◆ **Document text**:
---

Re: [PATCH 3/7] Squashfs: add multi-threaded decompression usingpercpu variables (V2)

From: Minchan Kim
Date: Wed Nov 20 2013 - 03:33:00 EST


On Wed, Nov 20, 2013 at 01:48:06AM +0000, Phillip Lougher wrote:
> Add a multi-threaded decompression implementation which uses
> percpu variables.
>
> Using percpu variables has advantages and disadvantages over
> implementations which do not use percpu variables.
>
> Advantages:
> * the nature of percpu variables ensures decompression is
> load-balanced across the multiple cores.
> * simplicity.
>
> Disadvantages: it limits decompression to one thread per core.
>
> V2:
> * squashfs_decompressor_create: improve error handling path, re freeing
> of decompressors and comp_opts
> * decompressor_multi_percpu.c: include percpu.h header
> * Kconfig: indentation
>
> Signed-off-by: Phillip Lougher <phillip@xxxxxxxxxxxxxxx>
> ---
> fs/squashfs/Kconfig | 57 ++++++++++++++-----
> fs/squashfs/Makefile | 10 +---
> fs/squashfs/decompressor_multi_percpu.c | 98 +++++++++++++++++++++++++++++++++
> 3 files changed, 145 insertions(+), 20 deletions(-)
> create mode 100644 fs/squashfs/decompressor_multi_percpu.c
>
> diff --git a/fs/squashfs/Kconfig b/fs/squashfs/Kconfig
> index 1c6d340..159bd66 100644
> --- a/fs/squashfs/Kconfig
> +++ b/fs/squashfs/Kconfig
> @@ -25,6 +25,50 @@ config SQUASHFS
>
> If unsure, say N.
>
> +choice
> + prompt "Decompressor parallelisation options"

Nitpick:
How about adding default explicitly?

default SQUASHFS_DECOMP_SINGLE

> + depends on SQUASHFS
> + help
> + Squashfs now supports three parallelisation options for
> + decompression. Each one exhibits various trade-offs between
> + decompression performance and CPU and memory usage.
> +
> + If in doubt, select "Single threaded compression"
> +
> +config SQUASHFS_DECOMP_SINGLE
> + bool "Single threaded compression"
> + help
> + Traditionally Squashfs has used single-threaded decompression.

---

Reproduce the Squashfs patch reply verbatim from "On Wed, Nov" to "thread per core.". Rely solely on the Squashfs patch reply above.

(Location identification rows)
---

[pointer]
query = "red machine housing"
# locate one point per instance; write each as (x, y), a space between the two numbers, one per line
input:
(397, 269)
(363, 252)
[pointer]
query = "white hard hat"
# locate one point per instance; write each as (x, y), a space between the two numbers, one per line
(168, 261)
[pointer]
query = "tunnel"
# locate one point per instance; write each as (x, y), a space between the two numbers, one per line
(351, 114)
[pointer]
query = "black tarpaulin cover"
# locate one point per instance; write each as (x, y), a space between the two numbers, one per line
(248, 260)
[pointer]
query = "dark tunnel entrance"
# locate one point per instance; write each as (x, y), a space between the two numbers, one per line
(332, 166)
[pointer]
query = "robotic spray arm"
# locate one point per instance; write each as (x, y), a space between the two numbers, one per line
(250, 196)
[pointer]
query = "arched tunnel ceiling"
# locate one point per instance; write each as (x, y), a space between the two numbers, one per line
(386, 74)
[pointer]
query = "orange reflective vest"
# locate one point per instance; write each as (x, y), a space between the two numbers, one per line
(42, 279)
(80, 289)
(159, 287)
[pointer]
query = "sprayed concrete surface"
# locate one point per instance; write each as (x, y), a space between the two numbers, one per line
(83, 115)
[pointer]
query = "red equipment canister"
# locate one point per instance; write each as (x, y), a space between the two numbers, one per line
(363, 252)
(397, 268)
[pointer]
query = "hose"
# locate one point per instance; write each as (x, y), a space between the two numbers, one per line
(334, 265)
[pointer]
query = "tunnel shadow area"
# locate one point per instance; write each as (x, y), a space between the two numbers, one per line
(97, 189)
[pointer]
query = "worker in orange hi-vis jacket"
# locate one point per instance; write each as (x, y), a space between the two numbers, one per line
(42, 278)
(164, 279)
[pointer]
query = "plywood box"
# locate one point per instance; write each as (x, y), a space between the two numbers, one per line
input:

---

◆ **Written reply**:
On Wed, Nov 20, 2013 at 01:48:06AM +0000, Phillip Lougher wrote:
> Add a multi-threaded decompression implementation which uses
> percpu variables.
>
> Using percpu variables has advantages and disadvantages over
> implementations which do not use percpu variables.
>
> Advantages:
> * the nature of percpu variables ensures decompression is
> load-balanced across the multiple cores.
> * simplicity.
>
> Disadvantages: it limits decompression to one thread per core.